_Exercise directions_.
Count how many lines in the records below contain the word "doorway", and give only that number.

_Rows_.

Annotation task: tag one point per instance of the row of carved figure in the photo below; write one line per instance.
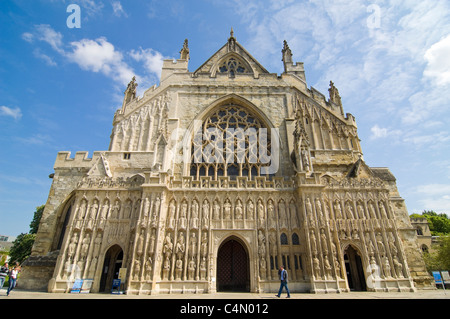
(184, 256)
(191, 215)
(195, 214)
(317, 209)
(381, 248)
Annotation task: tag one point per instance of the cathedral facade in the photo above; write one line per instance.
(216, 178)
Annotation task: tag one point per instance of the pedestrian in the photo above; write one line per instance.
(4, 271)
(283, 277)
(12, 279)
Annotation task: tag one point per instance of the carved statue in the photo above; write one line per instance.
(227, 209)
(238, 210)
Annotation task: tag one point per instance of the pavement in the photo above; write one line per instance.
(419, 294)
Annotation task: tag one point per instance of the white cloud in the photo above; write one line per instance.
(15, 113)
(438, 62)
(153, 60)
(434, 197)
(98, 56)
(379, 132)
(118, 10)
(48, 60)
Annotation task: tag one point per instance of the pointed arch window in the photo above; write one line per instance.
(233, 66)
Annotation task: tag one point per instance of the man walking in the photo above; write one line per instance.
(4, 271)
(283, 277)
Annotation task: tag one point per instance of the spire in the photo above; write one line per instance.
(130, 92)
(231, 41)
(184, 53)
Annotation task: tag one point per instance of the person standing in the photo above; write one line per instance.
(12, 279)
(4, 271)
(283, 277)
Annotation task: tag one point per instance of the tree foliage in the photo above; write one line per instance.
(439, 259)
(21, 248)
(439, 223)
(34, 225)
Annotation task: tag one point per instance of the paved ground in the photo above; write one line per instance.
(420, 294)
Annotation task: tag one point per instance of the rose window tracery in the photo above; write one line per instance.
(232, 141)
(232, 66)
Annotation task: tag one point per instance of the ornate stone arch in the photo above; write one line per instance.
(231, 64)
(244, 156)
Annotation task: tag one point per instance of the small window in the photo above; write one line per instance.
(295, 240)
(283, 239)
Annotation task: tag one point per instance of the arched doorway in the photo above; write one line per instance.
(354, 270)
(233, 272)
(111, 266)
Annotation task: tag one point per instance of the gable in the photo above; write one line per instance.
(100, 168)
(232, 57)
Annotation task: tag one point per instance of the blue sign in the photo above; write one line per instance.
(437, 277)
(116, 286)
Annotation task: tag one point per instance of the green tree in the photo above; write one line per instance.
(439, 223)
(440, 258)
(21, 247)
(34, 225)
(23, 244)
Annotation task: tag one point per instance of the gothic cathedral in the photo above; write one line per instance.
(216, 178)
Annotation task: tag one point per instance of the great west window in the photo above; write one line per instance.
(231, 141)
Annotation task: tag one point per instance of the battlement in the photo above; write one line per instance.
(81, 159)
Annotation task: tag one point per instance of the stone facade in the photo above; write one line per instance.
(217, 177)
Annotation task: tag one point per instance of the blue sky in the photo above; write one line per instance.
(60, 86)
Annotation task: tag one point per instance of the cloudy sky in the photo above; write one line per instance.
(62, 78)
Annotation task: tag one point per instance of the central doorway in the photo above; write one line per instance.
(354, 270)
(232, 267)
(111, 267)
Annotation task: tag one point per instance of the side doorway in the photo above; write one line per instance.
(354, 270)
--
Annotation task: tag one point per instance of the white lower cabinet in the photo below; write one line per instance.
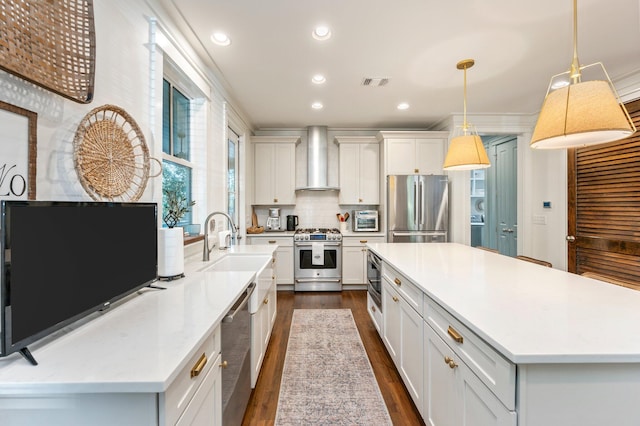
--
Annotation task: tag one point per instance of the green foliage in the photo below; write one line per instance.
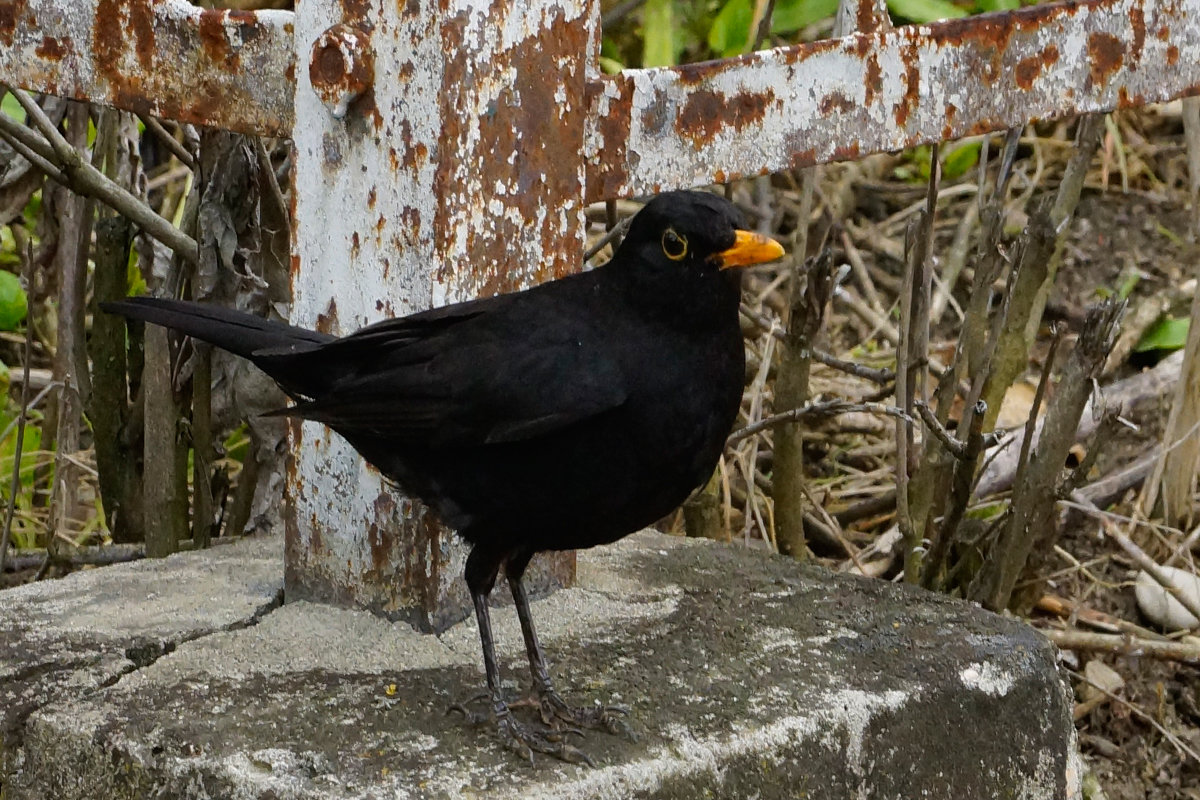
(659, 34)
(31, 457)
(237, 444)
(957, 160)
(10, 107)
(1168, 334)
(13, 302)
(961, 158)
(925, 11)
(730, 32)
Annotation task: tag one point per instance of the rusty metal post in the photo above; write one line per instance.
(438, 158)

_Solved exercise_.
3